* [Activity]:
Would you retype the records below exactly as they appear?

(Source data)
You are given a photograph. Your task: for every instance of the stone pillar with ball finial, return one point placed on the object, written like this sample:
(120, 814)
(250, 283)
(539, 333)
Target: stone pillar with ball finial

* [Output for this task]:
You are given a photograph. Your task: for every instance of the stone pillar with ball finial, return one point placed on the object, written like this sample:
(120, 814)
(250, 283)
(539, 333)
Target: stone pillar with ball finial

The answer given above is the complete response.